* SUPPLIED INFORMATION:
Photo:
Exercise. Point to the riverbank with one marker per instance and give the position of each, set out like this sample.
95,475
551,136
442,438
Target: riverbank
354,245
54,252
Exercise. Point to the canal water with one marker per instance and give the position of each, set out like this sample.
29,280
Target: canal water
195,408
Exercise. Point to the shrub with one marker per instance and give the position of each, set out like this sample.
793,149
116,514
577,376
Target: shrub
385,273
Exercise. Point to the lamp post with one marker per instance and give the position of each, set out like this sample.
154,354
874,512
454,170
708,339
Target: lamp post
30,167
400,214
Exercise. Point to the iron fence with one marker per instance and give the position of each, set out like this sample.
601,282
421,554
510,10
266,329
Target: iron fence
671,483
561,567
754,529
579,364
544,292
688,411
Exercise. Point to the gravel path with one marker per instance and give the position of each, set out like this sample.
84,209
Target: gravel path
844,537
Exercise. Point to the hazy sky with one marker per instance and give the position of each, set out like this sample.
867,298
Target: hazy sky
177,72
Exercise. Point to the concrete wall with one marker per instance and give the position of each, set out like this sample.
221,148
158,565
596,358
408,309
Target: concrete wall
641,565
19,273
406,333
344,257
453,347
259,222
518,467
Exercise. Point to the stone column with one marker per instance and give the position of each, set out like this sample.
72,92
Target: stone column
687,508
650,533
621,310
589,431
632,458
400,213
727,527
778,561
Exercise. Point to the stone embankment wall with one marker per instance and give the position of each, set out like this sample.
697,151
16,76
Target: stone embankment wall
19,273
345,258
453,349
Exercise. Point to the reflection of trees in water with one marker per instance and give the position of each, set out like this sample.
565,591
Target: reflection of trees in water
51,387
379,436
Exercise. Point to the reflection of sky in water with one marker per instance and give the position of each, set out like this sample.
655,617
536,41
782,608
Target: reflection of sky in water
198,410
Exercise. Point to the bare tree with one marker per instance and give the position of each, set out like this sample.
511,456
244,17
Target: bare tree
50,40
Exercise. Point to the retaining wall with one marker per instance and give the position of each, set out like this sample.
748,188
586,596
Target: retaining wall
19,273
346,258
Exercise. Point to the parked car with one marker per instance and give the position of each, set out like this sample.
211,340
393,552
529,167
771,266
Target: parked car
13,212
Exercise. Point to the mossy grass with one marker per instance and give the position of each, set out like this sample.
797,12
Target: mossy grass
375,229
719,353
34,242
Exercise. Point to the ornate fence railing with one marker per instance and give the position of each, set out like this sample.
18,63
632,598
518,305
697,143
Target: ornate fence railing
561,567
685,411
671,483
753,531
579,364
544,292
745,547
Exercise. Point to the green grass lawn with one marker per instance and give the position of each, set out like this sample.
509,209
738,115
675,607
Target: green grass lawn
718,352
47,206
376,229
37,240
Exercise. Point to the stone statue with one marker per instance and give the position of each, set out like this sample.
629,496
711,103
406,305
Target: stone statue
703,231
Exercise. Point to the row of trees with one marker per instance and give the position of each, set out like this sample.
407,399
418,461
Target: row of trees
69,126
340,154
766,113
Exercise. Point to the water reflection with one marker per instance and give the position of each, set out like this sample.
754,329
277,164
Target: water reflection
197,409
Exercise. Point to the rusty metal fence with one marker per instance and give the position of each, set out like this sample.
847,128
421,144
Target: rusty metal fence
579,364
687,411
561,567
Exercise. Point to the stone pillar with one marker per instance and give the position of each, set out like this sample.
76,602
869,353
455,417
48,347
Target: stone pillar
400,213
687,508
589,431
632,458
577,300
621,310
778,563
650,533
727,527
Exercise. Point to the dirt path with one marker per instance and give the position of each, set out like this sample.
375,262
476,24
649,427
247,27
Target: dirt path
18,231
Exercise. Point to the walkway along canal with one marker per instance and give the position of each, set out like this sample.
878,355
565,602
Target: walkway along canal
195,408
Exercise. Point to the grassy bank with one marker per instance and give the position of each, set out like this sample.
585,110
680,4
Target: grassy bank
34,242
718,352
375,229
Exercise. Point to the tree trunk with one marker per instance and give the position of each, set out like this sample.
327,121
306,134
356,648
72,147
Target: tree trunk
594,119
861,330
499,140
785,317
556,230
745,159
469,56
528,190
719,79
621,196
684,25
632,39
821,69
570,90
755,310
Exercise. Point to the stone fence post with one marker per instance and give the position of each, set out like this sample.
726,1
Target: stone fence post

* GIVEN TASK: Starting with the line that contains "Exercise. Point to the stone fence" and continuing through the end of the items, write those lines out again with "stone fence post" swapped for "wooden fence post" and everything else left unchanged.

* FULL RESPONSE:
Exercise. Point to the wooden fence post with one marker per instance and give the position of each, set out like this sample.
726,1
Target: wooden fence post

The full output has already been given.